* The data *
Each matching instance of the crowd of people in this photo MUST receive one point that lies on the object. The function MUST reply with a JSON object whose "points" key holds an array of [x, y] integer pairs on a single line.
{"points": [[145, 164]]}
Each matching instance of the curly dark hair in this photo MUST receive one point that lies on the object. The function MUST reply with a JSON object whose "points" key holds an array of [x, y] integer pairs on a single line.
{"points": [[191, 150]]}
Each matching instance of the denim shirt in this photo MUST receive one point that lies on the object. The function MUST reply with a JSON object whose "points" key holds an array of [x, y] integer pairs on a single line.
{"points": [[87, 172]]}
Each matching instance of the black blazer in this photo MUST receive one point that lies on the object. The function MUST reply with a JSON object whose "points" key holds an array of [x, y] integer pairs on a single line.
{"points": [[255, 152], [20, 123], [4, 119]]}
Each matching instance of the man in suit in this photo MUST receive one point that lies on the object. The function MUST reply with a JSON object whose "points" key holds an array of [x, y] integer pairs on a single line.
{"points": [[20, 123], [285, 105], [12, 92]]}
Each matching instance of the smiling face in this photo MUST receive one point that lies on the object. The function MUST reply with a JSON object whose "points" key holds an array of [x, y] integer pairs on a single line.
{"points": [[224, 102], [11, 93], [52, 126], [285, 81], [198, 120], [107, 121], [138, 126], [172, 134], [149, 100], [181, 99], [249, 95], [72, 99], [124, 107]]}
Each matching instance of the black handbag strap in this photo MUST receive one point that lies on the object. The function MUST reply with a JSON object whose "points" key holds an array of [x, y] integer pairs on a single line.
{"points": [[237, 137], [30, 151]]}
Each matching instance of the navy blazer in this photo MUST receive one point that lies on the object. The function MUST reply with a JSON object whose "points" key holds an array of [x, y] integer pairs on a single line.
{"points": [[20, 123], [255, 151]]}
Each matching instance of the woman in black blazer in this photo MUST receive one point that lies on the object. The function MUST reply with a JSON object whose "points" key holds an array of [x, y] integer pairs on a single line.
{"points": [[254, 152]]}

* Task to carry out *
Set all of the rows above into a numbered list, omitting any blank lines.

* Reply *
1. Each matching instance of the crowd of people in this photo MUST receive one point that lies on the object. The function MUST reply with a JSON object whose "points" key holds an array of [x, y] integer pairs on a single line.
2. {"points": [[145, 164]]}
3. Each matching instance of the curly dark hair in this photo MUST receive one point that lies on the object. The function MUST reply with a JSON object whose "points" key holds an array of [x, y] integer pairs on a single line.
4. {"points": [[191, 150]]}
5. Each matching instance of the denim shirt in this photo MUST receive one point that lies on the object. The function MUST reply with a JSON object whose "points" key holds an array of [x, y] integer pairs on a single line.
6. {"points": [[87, 172]]}
7. Each matching instance of the black blazer in this photo MUST receive one point that lies on the object. The function MUST reply with a JSON object whose "points" key holds an array of [x, y] integer pairs on a single line.
8. {"points": [[255, 152], [20, 123], [4, 119]]}
9. Each matching instance of the man in suit in this photo MUST receive one point that lies on the object. The function MUST reply with a JSON object whose "points" key holds an array of [x, y] integer pairs on a single line.
10. {"points": [[20, 123], [285, 105], [12, 92]]}
11. Each matching instance of the smiling face in this photo MUST receive one point that lies on the object. The function MUST reply with a JSON object whose "points" key holds an array of [x, y] integer pairs on a single line.
12. {"points": [[224, 102], [11, 93], [52, 126], [285, 81], [198, 120], [107, 121], [138, 126], [172, 134], [149, 100], [181, 99], [249, 95], [72, 99], [124, 107]]}
13. Each matching instance of the black handbag strap in this photo MUST receive one point that lies on the object. The function MUST reply with a JSON object whose "points" key holds an array of [x, y] integer pairs on a single line.
14. {"points": [[237, 137], [30, 151]]}
15. Each matching instance of the navy blazer in this photo MUST receive one point that lies on the object. The function MUST reply with a JSON object whose "points" key holds an array of [x, y] integer pairs on a single line.
16. {"points": [[20, 123], [255, 151]]}
17. Each matching instance of the woman in black blazer in this photo MUST receive one point that lies on the object. The function MUST reply with a JSON object whose "points" key holds an array of [x, y] integer pairs on a single line.
18. {"points": [[254, 152]]}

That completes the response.